**WORK TO DO**
In the platinum/carbon catalyst extract, list every literature citation that appears in parentheses, giving each one's authors and year.

**EXTRACT**
Abstract
Platinum/carbon catalyst is one of the most important catalysts in hydrogenation of ortho-nitrochlorobenzene to 2,2′-dichlorohydrazobenzene. The preparation process and the supports of catalysts are studied in this paper. Raw materials and preparation procedure of the activated carbon have great influences on the compositions and surface structure of platinum/carbon catalysts. Platinum catalysts supported on activated carbon with high purity, high surface area, large pore volume and appropriate pore structure usually exhibit higher activities for hydrogenation of ortho-nitrochlorobenzene to 2,2′-dichlorohydrazobenzene. The catalyst prepared from H2PtCl6 with pH=3 shows greater catalytic performance than those prepared under other conditions.
Keywords: Platinum/carbon catalyst; Hydrogenation; Ortho-nitrochlorobenzene; 2,2′-dichlorohydrazobenzene; Activated carbon
INTRODUCTION
2,2′-dichlorohydrazobenzene (DHB) is a commercially important intermediate, and is conventionally manufactured by zinc reduction of ortho-nitrochlorobenzene (Xu, 1996). The major disadvantage of this process is the generation of large amounts of sludge in reduction. A single step catalytic hydrogenation of ortho-nitrochlorobenzene to DHB using supported noble metal catalyst in the presence of aqueous sodium hydroxide medium becomes more important, because it is environmentally acceptable and the byproduct aniline is also a valuable product.
Brenner was the first person to disclose the method of using platinum/carbon catalyst and a sodium hydroxide (Brenner and Pricheet, 1964). Sulfides platinum/carbon catalyst has also been reported for the hydrogenation reaction (Baessler and Fuchs, 1980). Many other patents described the conditions which enhance the rate of hydrogenation and the selectivity to DHB (Joachim, 1980). The process using platinum/carbon catalyst consists of initial reduction of ortho-nitrochlorobenzene to ortho-subnitrochlorobenzene, further to ortho-hydroxylamine-chlorobenzene and finally the formation of DHB in the presence of sodium hydroxide. Formation of ortho-chloroaniline is the main competing side reaction as shown in Fig.1 (Peter et al., 1997).

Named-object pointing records
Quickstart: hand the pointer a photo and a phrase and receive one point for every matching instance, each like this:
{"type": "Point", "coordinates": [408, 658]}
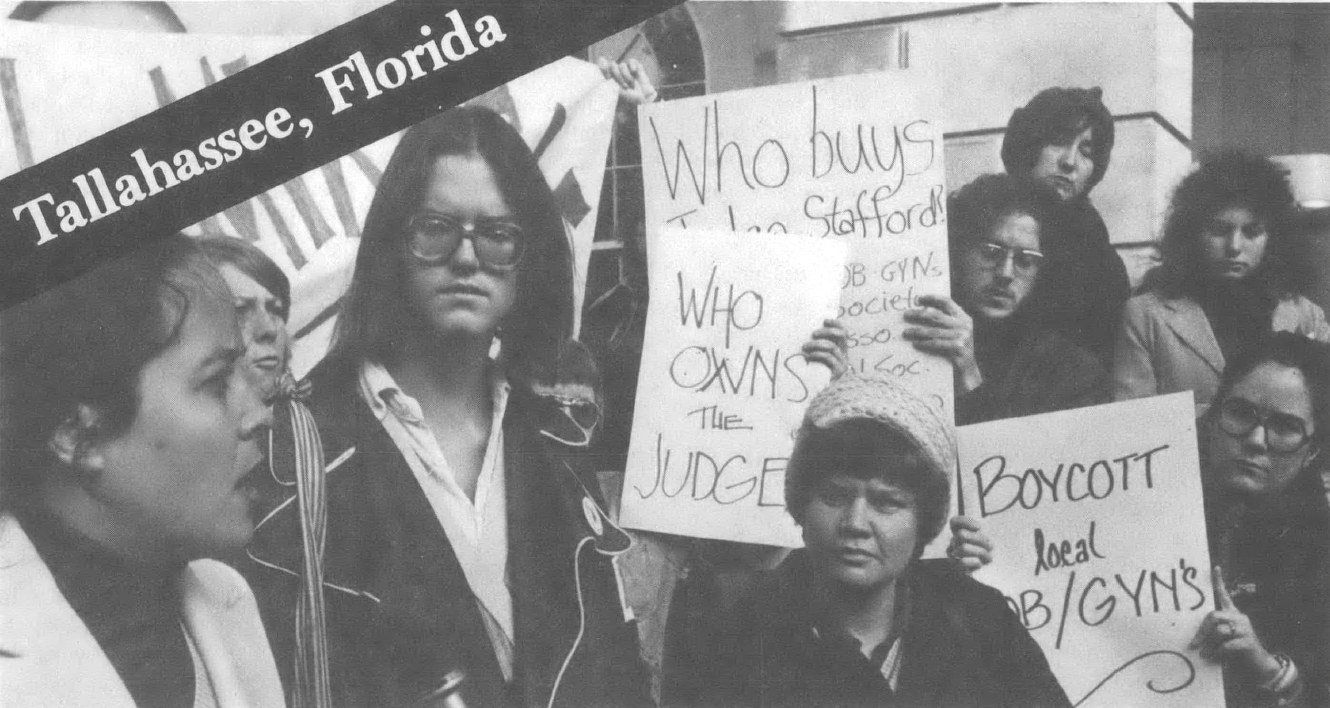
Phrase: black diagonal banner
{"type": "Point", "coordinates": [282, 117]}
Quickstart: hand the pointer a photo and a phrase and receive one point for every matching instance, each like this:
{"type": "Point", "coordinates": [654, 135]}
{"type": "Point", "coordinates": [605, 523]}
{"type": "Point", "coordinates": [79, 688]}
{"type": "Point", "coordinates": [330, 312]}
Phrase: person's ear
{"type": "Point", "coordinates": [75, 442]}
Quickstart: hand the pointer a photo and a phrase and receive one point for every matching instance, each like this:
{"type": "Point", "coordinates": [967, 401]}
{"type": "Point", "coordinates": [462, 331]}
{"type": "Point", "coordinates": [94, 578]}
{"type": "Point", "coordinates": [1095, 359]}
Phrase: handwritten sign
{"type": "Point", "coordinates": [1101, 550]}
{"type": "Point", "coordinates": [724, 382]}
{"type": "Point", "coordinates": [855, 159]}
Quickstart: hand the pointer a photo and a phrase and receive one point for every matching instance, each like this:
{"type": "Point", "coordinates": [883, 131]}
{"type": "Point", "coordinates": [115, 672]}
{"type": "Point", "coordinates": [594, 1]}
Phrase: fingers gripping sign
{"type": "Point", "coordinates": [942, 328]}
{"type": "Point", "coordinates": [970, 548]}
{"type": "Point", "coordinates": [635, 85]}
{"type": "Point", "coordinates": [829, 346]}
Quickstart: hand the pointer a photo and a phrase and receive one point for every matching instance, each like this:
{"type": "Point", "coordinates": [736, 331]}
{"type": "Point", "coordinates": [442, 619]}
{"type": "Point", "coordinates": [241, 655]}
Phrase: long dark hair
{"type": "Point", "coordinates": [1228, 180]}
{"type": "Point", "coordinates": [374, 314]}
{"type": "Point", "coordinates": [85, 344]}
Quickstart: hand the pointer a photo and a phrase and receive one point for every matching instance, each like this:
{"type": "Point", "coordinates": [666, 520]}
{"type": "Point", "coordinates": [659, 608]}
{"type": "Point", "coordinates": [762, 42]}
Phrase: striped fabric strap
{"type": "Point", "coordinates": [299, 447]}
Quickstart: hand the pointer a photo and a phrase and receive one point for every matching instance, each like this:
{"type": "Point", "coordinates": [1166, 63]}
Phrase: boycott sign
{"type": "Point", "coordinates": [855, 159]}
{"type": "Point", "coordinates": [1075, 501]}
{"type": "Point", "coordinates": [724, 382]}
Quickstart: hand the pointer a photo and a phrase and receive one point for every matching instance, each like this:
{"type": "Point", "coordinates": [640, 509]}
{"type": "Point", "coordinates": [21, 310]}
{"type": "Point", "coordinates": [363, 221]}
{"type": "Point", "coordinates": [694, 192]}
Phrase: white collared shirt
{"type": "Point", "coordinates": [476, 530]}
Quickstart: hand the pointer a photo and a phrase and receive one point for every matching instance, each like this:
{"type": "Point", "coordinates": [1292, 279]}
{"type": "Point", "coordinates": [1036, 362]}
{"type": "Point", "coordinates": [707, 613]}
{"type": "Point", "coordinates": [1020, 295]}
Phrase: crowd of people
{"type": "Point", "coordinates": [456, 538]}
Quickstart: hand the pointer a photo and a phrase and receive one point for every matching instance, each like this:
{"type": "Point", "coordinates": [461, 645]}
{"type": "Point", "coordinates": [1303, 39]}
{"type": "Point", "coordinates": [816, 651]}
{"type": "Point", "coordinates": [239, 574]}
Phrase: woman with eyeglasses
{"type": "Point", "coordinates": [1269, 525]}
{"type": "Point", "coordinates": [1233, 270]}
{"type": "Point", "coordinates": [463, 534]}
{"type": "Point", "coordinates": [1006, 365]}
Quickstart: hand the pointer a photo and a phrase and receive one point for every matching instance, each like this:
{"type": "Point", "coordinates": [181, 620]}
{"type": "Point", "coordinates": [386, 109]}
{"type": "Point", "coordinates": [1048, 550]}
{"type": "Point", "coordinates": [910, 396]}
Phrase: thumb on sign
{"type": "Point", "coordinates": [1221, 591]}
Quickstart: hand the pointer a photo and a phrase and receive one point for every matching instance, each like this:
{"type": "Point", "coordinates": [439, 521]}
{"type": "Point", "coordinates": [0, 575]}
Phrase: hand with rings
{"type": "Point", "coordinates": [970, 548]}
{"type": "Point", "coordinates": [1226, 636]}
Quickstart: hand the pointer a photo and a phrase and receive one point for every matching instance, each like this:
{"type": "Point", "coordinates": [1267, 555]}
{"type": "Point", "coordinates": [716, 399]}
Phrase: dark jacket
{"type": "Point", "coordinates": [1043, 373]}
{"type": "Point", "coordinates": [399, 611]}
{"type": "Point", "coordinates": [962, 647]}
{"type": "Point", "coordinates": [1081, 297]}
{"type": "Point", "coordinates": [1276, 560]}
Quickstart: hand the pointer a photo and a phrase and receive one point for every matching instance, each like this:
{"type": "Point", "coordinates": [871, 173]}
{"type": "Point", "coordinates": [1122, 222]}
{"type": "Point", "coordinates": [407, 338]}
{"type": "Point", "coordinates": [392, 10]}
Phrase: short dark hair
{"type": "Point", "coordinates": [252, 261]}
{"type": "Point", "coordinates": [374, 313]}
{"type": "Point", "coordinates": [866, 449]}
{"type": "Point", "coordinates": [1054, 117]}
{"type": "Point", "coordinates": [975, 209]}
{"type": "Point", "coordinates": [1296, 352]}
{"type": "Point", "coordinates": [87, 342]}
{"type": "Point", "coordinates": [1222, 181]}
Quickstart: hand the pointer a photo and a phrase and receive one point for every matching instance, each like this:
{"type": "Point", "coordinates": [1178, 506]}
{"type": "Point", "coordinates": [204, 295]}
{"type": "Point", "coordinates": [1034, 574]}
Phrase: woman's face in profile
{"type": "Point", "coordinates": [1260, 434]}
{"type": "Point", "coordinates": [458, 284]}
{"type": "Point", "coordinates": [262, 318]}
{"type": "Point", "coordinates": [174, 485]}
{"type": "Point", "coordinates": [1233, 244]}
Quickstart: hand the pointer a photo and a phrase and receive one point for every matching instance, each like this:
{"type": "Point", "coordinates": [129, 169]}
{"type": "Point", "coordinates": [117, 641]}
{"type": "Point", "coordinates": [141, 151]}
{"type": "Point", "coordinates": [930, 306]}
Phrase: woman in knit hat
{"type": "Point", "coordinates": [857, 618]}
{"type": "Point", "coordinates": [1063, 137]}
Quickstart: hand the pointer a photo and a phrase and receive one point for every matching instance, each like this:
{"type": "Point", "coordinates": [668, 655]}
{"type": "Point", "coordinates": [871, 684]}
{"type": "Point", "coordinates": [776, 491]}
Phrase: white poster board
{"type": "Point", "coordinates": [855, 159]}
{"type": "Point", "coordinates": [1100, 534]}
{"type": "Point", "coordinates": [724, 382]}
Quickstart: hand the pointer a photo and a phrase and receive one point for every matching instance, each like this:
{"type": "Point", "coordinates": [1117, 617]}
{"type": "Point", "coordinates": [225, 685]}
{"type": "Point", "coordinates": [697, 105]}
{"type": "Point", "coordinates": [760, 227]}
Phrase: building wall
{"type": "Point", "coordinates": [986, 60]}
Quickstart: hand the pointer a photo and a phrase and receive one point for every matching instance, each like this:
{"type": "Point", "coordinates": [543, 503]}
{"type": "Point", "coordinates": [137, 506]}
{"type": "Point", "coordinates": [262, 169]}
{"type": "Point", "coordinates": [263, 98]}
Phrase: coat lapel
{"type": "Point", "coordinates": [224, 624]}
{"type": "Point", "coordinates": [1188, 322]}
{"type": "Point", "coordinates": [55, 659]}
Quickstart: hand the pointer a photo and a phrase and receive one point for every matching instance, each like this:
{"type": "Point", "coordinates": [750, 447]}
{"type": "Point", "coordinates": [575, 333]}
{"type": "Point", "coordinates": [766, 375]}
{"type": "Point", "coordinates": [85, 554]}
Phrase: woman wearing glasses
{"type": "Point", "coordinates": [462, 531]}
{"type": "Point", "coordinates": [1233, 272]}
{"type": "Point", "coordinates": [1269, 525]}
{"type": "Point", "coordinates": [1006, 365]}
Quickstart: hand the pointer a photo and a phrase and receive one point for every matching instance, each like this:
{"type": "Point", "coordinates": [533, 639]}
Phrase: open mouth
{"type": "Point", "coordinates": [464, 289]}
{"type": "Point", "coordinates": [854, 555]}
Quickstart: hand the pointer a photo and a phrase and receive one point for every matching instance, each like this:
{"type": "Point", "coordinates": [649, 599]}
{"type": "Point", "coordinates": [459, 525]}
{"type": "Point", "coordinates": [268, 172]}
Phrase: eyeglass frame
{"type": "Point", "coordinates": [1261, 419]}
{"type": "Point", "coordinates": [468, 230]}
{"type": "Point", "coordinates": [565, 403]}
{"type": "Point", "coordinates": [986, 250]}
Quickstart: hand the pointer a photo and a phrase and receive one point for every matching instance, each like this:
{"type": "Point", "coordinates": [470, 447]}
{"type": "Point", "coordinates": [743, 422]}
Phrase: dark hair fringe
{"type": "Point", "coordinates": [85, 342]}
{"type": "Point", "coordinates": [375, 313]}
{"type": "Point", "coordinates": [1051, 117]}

**THE OUTPUT**
- Xu, 1996
- Brenner and Pricheet, 1964
- Baessler and Fuchs, 1980
- Joachim, 1980
- Peter et al., 1997